[Data excerpts]
──────────────────────────────

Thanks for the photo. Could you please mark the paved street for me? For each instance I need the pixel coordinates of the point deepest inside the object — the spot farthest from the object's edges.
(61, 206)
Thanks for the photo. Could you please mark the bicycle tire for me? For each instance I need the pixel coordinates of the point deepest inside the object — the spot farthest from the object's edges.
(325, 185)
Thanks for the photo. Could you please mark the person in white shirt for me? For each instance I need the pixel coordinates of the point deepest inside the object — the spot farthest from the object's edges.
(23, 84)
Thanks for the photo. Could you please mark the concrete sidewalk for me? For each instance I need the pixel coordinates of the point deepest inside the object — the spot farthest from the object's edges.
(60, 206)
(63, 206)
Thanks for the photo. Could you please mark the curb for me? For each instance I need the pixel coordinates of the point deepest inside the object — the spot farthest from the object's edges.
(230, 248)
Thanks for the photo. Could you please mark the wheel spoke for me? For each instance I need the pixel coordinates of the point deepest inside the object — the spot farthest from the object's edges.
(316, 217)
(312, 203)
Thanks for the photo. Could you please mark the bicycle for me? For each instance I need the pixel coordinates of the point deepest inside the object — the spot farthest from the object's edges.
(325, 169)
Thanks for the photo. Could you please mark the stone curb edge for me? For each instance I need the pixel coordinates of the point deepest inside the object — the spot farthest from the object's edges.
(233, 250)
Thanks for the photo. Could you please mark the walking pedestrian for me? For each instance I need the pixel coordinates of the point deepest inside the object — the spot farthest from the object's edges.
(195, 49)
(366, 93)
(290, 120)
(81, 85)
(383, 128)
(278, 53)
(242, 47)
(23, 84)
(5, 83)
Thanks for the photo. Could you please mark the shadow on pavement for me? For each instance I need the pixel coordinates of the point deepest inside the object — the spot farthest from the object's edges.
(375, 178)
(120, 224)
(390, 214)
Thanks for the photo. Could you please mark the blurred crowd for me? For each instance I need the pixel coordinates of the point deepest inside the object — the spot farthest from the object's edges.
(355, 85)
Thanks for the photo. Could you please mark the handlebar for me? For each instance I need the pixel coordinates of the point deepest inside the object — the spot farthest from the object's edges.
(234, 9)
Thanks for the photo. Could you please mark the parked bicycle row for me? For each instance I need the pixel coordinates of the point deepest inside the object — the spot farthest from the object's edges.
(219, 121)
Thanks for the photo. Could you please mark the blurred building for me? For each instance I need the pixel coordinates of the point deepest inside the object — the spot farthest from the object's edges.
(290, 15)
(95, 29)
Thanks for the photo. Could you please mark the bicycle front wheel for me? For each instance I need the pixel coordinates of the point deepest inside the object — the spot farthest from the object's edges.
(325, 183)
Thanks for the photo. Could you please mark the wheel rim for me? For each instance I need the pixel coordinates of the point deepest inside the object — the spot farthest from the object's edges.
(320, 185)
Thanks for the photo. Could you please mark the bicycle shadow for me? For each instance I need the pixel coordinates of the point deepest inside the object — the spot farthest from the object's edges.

──────────────────────────────

- What you will do: Copy the data above in full, exactly as it reads.

- Solved exercise:
Thanks for the photo. Could you please mark the paved street for me? For each instance I need the pixel coordinates of the point deepest inside the object — the spot farthest from the object's edges.
(61, 206)
Thanks for the photo. Could you please mark the bicycle tire for me? For each instance I need the pixel coordinates of the point deepest inside the object — the spot farthest from the object's edges.
(325, 185)
Thanks for the photo. Could you please mark the person in white shirt for me? For each instance I need the pixel coordinates of the point deepest inside the object — the spot farthest from the object's edges.
(23, 84)
Thanks for the photo. Could you please mark the concrete sidewalk for me? For each instance I need the pixel coordinates of the point deepest inside the object — the spot farthest from the object's edges.
(60, 206)
(63, 206)
Thanks for the photo. Could you please mark the curb for me? For each instance I need the pixel coordinates of the point deepest inside the object — the spot farthest from the object's edges.
(230, 248)
Thanks for the photo. Could you please mark the wheel spoke for me? For each instance I need the pixel coordinates of the point deepest inside the object — the spot farthest from the object's edges.
(316, 217)
(312, 203)
Thanks for the photo. Could you please mark the bicycle for me? For each instance I need the pixel coordinates of the point deepest inside the object — the spot farthest from the object's edges.
(325, 169)
Thanks for the photo. Could you please mark the stone curb edge for me? For each instance I need the pixel coordinates of the point deepest inside the object — the spot farthest from the object's edges.
(233, 250)
Thanks for the photo. Could you please mark the walking pedestrian for me? For each instance I need the pixel coordinates of the point deepest inside the object — the spot farthest from the object's edges.
(195, 49)
(366, 93)
(290, 120)
(81, 85)
(383, 128)
(278, 53)
(242, 47)
(23, 84)
(5, 83)
Thanks for the photo. Could you please mark the shadow on pavement for me? For each instance I need the pixel coordinates of the point deepest inside the object — the spot farthest from the object's edges.
(375, 178)
(120, 224)
(390, 214)
Thanks for the photo. Could you please mark the blurred crowd for me? For each instance I need the pixel coordinates of the point deepest inside the object — the spot farthest from the object's edges.
(355, 85)
Thanks for the photo. Could you please mark the handlebar for me? For each instance I need the pixel coordinates of the point deepest inside the object — the spot farthest from the object's edges.
(234, 9)
Thanks for the photo. Could you please mark the parked bicycle row for me? For each instance I need the pixel coordinates of the point deepest inside the object — the spot farthest from the object's edges.
(219, 121)
Thanks for the photo. Could you please mark the blurred building for me? For each instance I need the pixel coordinates of the point deepest inside the object — the spot farthest from the object's edges.
(290, 15)
(95, 29)
Thanks for the photo. Could you please mark the bicycle front wheel for me? For each instance I need the pixel coordinates of the point deepest inside the object — the spot farthest from the object's edges.
(325, 183)
Thanks for the photo. Could you please mark the wheel rim for me? For each instance I need the pixel coordinates of the point deepest inside the object — the spot farthest from the object's edges.
(320, 185)
Thanks for the photo. Could you please mark the bicycle shadow for me? For each instance I need the pixel coordinates of the point deepest inside the object — the spot farthest from the object's edges.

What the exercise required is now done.